_STUDY TEXT_
Kdm4 histone demethylase family is required to maintain trophoblast stem cell fate by modulation of H3K9me3 status

Abstract

Faithful maintenance of embryonic and trophoblast lineage resulting from the first differentiation event is crucial to the proper development of embryo and placenta. Epigenetic regulation involving DNA methylation and H3K9me3 has been shown to be important in stabilizing the embryonic fate through the repression of transcriptional program of the unrelated cell lineages. The histone H3K9 demethylase Kdm4 (Jmjd2) family was previously shown contributing to the murine embryonic stem (ES) cell state. However, their roles in trophoblast lineage determination and maintenance remain unclear. Here we show that Kdm4 activity is crucial to the maintenance of trophoblast stemness gene expression in murine trophoblast stem (TS) cells. Induction of TS cell differentiation leads to loss of Kdm4b binding to trophoblast stemness gene Cdx2, which is associated with increased H3K9me3 enrichment and gene repression. In contrast, loss of H3K9me3 at differentiation gene Ascl2 was independent of Kdm4b occupancy, suggesting the specific epigenetic regulation of trophoblast stemness genes by Kdm4 family. Although forced expression of Kdm4b in ES cells demonstrated no significant induction of trophoblastic transdifferentiation, the trophoblast lineage commitment can be further promoted together with 5-azacytidine treatment. Importantly, inhibition of Kdm4 activity in ES cells cultured in TS medium condition (primed ES cells) showed reduced expression of trophoblast lineage genes. We also observed stronger induction of trophoblast differentiation genes by continuous inhibition of Kdm4 activity in the TS-like cells derived from the DNA hypomethylated Np95-/-ES cells, implying the crucial role of Kdm4 family in the maintenance of stem cell state. Our findings suggest that Kdm4 family sustains the transcriptional program associated with stemness in TS cells through epigenetic regulation of the H3K9me3 status.

_Saved entries_
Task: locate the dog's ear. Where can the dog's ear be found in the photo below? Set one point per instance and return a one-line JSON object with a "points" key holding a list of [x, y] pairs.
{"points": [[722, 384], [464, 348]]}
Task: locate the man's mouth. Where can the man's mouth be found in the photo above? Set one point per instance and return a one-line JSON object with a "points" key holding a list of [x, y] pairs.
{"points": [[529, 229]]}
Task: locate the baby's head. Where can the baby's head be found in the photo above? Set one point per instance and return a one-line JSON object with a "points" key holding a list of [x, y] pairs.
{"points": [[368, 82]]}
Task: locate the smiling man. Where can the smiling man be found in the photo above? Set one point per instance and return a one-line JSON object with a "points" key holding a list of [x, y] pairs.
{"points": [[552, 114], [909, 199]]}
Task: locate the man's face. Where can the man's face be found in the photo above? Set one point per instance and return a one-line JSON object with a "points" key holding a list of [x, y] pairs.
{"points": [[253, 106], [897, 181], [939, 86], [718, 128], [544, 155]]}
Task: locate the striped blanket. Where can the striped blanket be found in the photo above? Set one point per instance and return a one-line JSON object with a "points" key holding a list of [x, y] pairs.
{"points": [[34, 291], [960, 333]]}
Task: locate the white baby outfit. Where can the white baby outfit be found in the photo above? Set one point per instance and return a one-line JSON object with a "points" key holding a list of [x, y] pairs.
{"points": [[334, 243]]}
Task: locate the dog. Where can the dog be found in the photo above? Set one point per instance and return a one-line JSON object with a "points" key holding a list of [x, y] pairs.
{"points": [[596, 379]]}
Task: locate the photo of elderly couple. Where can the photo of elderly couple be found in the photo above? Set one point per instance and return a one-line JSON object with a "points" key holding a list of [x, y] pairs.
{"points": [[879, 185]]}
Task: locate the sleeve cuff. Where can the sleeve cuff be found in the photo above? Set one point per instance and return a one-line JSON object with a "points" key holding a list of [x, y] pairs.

_ASSIGNED TASK_
Answer these questions using the Kdm4 abstract:
(a) Upon induction of TS cell differentiation, Kdm4b binding is lost at which trophoblast stemness gene?
(b) What treatment, together with forced expression of Kdm4b in ES cells, further promoted trophoblast lineage commitment?
(c) What does the abstract call ES cells cultured in TS medium condition?
The data above were drawn from a separate source unrelated to the abstract.

_YOUR RESPONSE_
(a) Cdx2
(b) 5-azacytidine treatment
(c) Primed ES cells